## Text provided

"""

### Measures of Central Tendency & Dispersion


#### 1️⃣ Measures of Central Tendency (describe the center of a dataset)

| **Measure** | **Definition**                        | **Use Case**                          | **Python Function**           |
| ----------- | ------------------------------------- | ------------------------------------- | ----------------------------- |
| **Mean**    | Arithmetic average of the data values | Normally distributed data             | `np.mean()` / `df.mean()`     |
| **Median**  | Middle value when data is sorted      | Skewed data or when outliers exist    | `np.median()` / `df.median()` |
| **Mode**    | Most frequently occurring value       | Categorical or repeated discrete data | `stats.mode()` / `df.mode()`  |


#### 2️⃣ Measures of Dispersion (describe the spread or variability)

"""

## Goal
Answer these from the statistics notes above:
(a) Which measure does the text recommend for skewed data or when outliers exist?
(b) What Python functions does it list for the mode?
(c) What do measures of dispersion describe?

## Provided information
"""

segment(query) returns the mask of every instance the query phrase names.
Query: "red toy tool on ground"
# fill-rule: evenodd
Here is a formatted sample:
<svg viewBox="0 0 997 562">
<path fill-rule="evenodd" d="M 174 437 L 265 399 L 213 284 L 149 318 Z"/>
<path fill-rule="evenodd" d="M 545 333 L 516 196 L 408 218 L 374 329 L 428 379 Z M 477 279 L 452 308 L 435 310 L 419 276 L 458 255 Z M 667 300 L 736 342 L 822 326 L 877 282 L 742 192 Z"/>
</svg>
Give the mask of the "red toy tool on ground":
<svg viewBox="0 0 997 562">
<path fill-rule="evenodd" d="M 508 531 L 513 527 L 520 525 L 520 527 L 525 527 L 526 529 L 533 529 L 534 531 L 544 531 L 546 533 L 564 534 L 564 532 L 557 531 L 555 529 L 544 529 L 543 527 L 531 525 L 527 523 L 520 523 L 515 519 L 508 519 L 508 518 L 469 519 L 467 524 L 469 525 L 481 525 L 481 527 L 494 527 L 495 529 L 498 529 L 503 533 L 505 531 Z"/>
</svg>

"""

## Answer
(a) The median.
(b) `stats.mode()` / `df.mode()`.
(c) The spread or variability.